■ **Extracted entries**:
* * * * * * * * *
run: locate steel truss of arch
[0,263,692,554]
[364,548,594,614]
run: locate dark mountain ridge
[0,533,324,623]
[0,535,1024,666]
* * * * * * * * *
■ **Task instructions**: Copy each of the items above line for line, without any changes.

■ **Response to this task**:
run: locate steel truss of arch
[0,263,692,554]
[364,548,594,614]
run: locate dark mountain ridge
[0,533,324,623]
[0,535,1024,666]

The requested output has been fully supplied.